- THE PROBLEM -
The lines to return begin at the one containing "Expected behaviour: for every instance of the perched" and end at the final line of the material; output them exactly and only them.

START RECORDED DATA

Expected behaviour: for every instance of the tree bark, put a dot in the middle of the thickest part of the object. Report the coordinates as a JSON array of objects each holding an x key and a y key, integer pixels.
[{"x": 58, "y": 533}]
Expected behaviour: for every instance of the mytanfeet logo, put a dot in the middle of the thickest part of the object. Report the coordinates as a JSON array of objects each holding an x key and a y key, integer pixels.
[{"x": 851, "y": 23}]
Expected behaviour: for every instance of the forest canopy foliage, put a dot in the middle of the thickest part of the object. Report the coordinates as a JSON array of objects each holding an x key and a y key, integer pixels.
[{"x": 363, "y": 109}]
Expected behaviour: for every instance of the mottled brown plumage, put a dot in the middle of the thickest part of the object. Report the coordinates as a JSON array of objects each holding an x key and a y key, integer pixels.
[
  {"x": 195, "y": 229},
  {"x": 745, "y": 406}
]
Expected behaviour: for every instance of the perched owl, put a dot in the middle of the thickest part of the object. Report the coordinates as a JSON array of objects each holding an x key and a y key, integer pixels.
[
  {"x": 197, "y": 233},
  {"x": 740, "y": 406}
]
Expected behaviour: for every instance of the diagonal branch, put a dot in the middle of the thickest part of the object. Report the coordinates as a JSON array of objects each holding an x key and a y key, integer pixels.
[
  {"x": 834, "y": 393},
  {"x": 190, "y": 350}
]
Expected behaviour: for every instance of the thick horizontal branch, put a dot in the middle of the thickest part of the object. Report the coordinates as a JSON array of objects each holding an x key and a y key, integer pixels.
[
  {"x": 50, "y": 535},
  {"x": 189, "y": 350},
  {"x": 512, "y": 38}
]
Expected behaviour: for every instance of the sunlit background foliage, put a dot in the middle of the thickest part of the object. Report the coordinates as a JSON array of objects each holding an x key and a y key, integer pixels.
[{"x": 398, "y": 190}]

END RECORDED DATA

- REPLY TO THE TASK -
Expected behaviour: for every instance of the perched owl, put a dot in the middle of the thickest part of the object. Report the coordinates as a JSON array of objects each holding an x key and a y key, integer pixels.
[
  {"x": 197, "y": 233},
  {"x": 740, "y": 406}
]
Expected behaviour: for every instance of the diagonal branch, put a dot in the middle of the thickest part of the object. Report the coordinates as a JSON array of objects each holding an x key and a y key, integer pixels.
[
  {"x": 834, "y": 393},
  {"x": 190, "y": 350}
]
Expected behaviour: for every instance of the thick horizontal branch, put a dot in the middle of the thickest part of the object. Report the coordinates as a JSON array of objects each holding an x key and a y key, integer pixels.
[
  {"x": 50, "y": 535},
  {"x": 189, "y": 350},
  {"x": 512, "y": 38}
]
Expected behaviour: for every instance of the sunlit background foliage, put a dot in the middle of the thickest part of the object. Report the coordinates as a JSON array of objects each holding an x key and a y key, integer pixels.
[{"x": 398, "y": 190}]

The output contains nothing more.